**Document passage**

An aortic dissection, also known as a dissecting aneurysm, occurs when a tear develops in the aorta (largest artery in the body). The flow of blood causes separation of the layers of the aorta which may lead to rupturing of the aortic wall or compromise of blood flow to various organs. Complications can lead to kidney failure and other organ damage, stroke, aortic valve damage, paraplegia and even death.
The two types of aortic dissection are:
- Type A – The most common type. Occurs when the tear involves the part of the aorta closest to the heart. The tear may extend further down-stream to involve other parts of the aorta as well.
- Type B – Occurs when the lower aorta tears, and can also extend into the abdomen.
Risk factors for aortic dissection include:
- High blood pressure
- Atherosclerosis (hardening of the arteries)
- Aortic coarctation (narrowing of the aorta)
- Bulging arteries
The best way to prevent aortic dissection is to monitor and reduce high blood pressure. Quitting smoking, maintaining a healthy diet and preventing traumatic injuries are also ways to reduce risk of aortic dissection.
Certain genetic diseases also have a high risk factor, such as:
- Marfan syndrome – Condition when the connective tissue is weak and are prone to tears and aneurysms.
- Turner syndrome – Affects only females and is a result of having a missing or incomplete sex chromosome.
- Loeys-Dietz syndrome – Disorder characterized by twisted arteries.
- Ehlers-Danlos syndrome – Condition in which skin easily bruises or tears apart.
Other risk factors include being a male between a male between the age of 60-70, using drugs and being pregnant.
Symptoms of aortic dissection are similar to someone experiencing a heart attack. These include:
- Chest and upper back pain
- Shortness of breath
- Loss of vision
- Weak pulse
The most common ways to diagnose aortic dissection includes using different types of imaging procedures such as:
- Computerized Tomography (CT) Scan – A machine scans the chest and generates X-rays to produce images of the chest. Iodine may be injected into the body to make the heart and blood vessels visible in the images.

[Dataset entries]
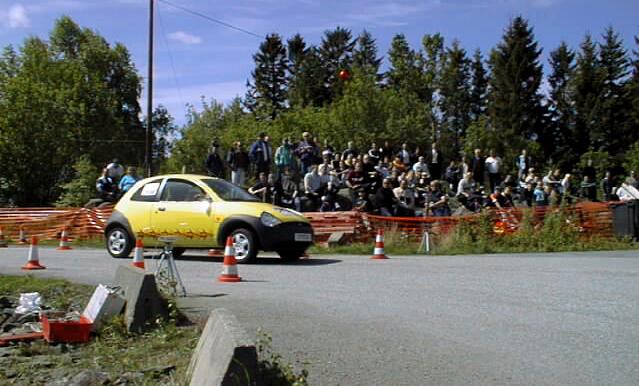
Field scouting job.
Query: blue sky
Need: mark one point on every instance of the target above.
(195, 57)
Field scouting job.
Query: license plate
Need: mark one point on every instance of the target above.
(303, 237)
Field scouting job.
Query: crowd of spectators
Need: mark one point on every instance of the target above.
(312, 176)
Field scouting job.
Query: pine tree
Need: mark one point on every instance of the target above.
(515, 102)
(269, 78)
(479, 86)
(336, 53)
(556, 139)
(614, 70)
(365, 55)
(455, 93)
(587, 91)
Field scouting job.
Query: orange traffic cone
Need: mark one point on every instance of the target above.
(138, 255)
(229, 272)
(378, 252)
(34, 260)
(22, 239)
(64, 241)
(3, 241)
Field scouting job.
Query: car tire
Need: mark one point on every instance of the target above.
(245, 245)
(178, 252)
(291, 254)
(119, 242)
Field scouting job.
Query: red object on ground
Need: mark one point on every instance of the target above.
(66, 331)
(5, 340)
(378, 251)
(229, 272)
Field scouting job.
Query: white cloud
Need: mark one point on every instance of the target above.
(17, 17)
(185, 38)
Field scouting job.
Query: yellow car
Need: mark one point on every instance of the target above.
(200, 212)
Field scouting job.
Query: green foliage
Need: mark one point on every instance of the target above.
(81, 188)
(273, 369)
(632, 158)
(74, 96)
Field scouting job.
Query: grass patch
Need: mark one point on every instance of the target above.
(112, 350)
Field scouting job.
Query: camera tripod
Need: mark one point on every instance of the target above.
(166, 272)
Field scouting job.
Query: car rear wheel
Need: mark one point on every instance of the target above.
(119, 242)
(291, 254)
(245, 246)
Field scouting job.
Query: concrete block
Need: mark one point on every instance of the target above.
(336, 238)
(144, 305)
(224, 355)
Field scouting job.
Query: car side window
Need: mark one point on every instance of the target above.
(147, 192)
(181, 190)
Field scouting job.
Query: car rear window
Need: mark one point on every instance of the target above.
(229, 192)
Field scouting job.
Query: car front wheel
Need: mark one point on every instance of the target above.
(245, 245)
(119, 242)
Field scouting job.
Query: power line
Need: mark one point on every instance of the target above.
(168, 50)
(211, 19)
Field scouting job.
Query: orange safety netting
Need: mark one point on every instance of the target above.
(590, 218)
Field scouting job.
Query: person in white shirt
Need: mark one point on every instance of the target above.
(421, 167)
(493, 166)
(627, 192)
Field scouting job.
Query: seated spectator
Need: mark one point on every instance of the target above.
(588, 189)
(106, 187)
(421, 166)
(607, 186)
(313, 187)
(385, 198)
(438, 201)
(405, 200)
(261, 188)
(129, 179)
(289, 193)
(539, 196)
(627, 192)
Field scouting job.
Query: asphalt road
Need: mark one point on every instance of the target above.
(527, 319)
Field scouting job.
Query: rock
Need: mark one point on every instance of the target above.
(129, 378)
(89, 378)
(159, 370)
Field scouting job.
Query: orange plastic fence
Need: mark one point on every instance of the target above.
(589, 218)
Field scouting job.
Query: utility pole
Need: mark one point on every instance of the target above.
(148, 156)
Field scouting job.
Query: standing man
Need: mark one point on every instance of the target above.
(477, 167)
(493, 165)
(284, 157)
(523, 162)
(238, 161)
(214, 164)
(261, 155)
(434, 162)
(306, 152)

**Tasks**
1 – In the aortic dissection passage, which type of aortic dissection is described as the most common?
2 – Continue the passage on aortic dissection from the point where it stops.

**Answers to the problems**
1 – Type A, in which the tear involves the part of the aorta closest to the heart.

2 –
- Magnetic Resonance Angiogram (MRA) – A magnetic field and radio wave energy produces pictures of the blood vessels in the chest.
- Transesophageal Echocardiogram (TEE) – A test that uses high-pitched sound waves to produce images of the heart.
Treatment for aortic dissection may include surgery or medications.
- Medication – Most people with type B aortic dissection require medication like beta blockers and vasodilators to reduce blood force on the aortic wall. Medication to lower blood pressure may also need to be taken chronically.
- Type A Aortic Dissection – As this is the most common and life-threatening type of aortic dissection, surgery is the preferred treatment. Surgeons remove most of dissected aorta and block the entry of the blood into the aortic wall. A synthetic tube (graft) is used to reconstruct the aorta. If the aortic valve also needs to be replaced, it is also reconstructed with a graft.
- Type B Aortic Dissection – Patients with type B aortic dissection can be treated with the same type of graft reconstructive surgery as Type A patients. More commonly, wire mesh tubes (stents-grafts) can also be used to repair the aorta through the groin.
As with all surgeries, patients should have regular follow up with CT or MRI scans.